#### WHAT THIS TASK INVOLVES:
Reproduce all the entries beneath this sentence exactly.

============================================================

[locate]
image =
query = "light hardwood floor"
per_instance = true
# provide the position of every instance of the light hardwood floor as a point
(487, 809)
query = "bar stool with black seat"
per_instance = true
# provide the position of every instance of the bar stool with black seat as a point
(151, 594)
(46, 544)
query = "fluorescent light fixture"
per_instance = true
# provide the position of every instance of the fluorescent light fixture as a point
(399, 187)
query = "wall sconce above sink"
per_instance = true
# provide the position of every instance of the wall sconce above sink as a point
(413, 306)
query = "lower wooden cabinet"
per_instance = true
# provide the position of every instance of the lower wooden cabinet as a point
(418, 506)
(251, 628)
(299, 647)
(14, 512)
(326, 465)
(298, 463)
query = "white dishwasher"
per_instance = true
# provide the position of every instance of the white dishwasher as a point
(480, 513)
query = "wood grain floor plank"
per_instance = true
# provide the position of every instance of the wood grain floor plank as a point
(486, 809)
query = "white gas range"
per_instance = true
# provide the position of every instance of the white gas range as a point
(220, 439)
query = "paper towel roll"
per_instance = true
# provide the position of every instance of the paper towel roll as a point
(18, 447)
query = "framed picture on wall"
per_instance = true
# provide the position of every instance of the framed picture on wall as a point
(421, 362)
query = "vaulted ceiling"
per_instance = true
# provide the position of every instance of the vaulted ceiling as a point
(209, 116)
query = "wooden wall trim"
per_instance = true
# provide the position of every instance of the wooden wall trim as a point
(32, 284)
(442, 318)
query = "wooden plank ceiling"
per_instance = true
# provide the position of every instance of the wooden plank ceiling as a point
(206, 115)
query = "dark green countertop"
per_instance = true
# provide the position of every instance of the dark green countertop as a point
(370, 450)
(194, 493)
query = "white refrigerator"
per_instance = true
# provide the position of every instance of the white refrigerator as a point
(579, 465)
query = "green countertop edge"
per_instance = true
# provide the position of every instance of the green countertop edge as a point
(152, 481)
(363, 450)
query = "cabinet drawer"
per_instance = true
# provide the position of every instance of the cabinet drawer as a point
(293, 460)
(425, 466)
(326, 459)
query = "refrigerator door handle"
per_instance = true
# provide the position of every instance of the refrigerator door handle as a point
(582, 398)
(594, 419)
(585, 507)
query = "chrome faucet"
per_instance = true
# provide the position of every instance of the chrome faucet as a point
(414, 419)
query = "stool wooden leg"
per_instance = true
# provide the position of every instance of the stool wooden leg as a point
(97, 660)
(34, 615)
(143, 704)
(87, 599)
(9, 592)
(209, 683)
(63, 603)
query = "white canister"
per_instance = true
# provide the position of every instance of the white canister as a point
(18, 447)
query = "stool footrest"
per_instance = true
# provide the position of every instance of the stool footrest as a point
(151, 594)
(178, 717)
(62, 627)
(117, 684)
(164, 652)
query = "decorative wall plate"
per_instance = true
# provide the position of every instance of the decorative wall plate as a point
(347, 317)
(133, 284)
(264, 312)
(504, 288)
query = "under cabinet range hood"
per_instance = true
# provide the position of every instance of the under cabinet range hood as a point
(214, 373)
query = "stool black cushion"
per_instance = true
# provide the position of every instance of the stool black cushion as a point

============================================================

#### REPLY:
[locate]
image =
query = "light hardwood floor"
per_instance = true
# provide the position of every instance of the light hardwood floor as a point
(487, 809)
query = "bar stool with black seat"
per_instance = true
# provide the position of every instance of the bar stool with black seat as a point
(151, 594)
(46, 544)
query = "fluorescent light fixture"
per_instance = true
# provide the position of every instance of the fluorescent light fixture as a point
(399, 187)
query = "wall sconce above sink"
per_instance = true
# provide the position of every instance of the wall sconce above sink as a point
(413, 306)
query = "lower wooden cabinet"
per_instance = true
# provide the position of every instance of the lower wooden cabinet as a point
(418, 506)
(251, 628)
(299, 647)
(14, 512)
(326, 465)
(298, 463)
query = "white dishwasher"
per_instance = true
# provide the position of every instance of the white dishwasher as a point
(480, 513)
query = "wood grain floor plank"
per_instance = true
# provide the position of every instance of the wood grain floor plank as a point
(486, 809)
query = "white gas range"
per_instance = true
# provide the position of every instance of the white gas range as a point
(220, 439)
query = "paper towel roll"
per_instance = true
# provide the position of every instance of the paper towel roll as a point
(18, 447)
query = "framed picture on wall"
per_instance = true
# provide the position of every instance of the framed picture on wall as a point
(421, 362)
query = "vaulted ceiling"
per_instance = true
# provide the position of every instance of the vaulted ceiling as a point
(209, 116)
query = "wooden wall trim"
per_instance = true
# provide the position of every instance of the wooden wall trim as a point
(32, 284)
(442, 318)
query = "wooden plank ceiling"
per_instance = true
# provide the position of every instance of the wooden plank ceiling as a point
(206, 115)
query = "dark green countertop"
per_instance = true
# provide the position of every instance of the dark green countertop as a point
(370, 450)
(194, 493)
query = "white refrigerator"
per_instance = true
# provide the position of every instance of the white refrigerator as a point
(579, 465)
query = "green countertop edge"
per_instance = true
# provide the position of every instance of the green countertop edge as a point
(152, 481)
(363, 450)
query = "cabinet drawer"
per_instance = true
# provide the position of every instance of the cabinet drawer as a point
(293, 460)
(425, 466)
(326, 459)
query = "refrigerator door handle"
per_instance = true
# provide the position of every instance of the refrigerator door handle as a point
(582, 398)
(594, 419)
(585, 507)
query = "chrome faucet"
per_instance = true
# provide the position of every instance of the chrome faucet as a point
(414, 419)
query = "stool wooden leg"
per_instance = true
# provide the position of every instance of the stool wooden leg as a point
(97, 660)
(34, 615)
(143, 704)
(87, 599)
(9, 592)
(209, 683)
(63, 603)
query = "white canister"
per_instance = true
# provide the position of every instance of the white canister as a point
(18, 447)
query = "stool footrest"
per_instance = true
# provide the position of every instance of the stool footrest as a point
(151, 594)
(178, 717)
(62, 627)
(117, 684)
(164, 652)
query = "decorative wall plate"
per_instance = true
# provide the position of every instance of the decorative wall plate as a point
(347, 317)
(133, 284)
(264, 312)
(504, 288)
query = "under cabinet range hood"
per_instance = true
# provide the position of every instance of the under cabinet range hood as a point
(214, 373)
query = "stool black cushion"
per_instance = true
# provide the position of every instance of the stool black cushion as a point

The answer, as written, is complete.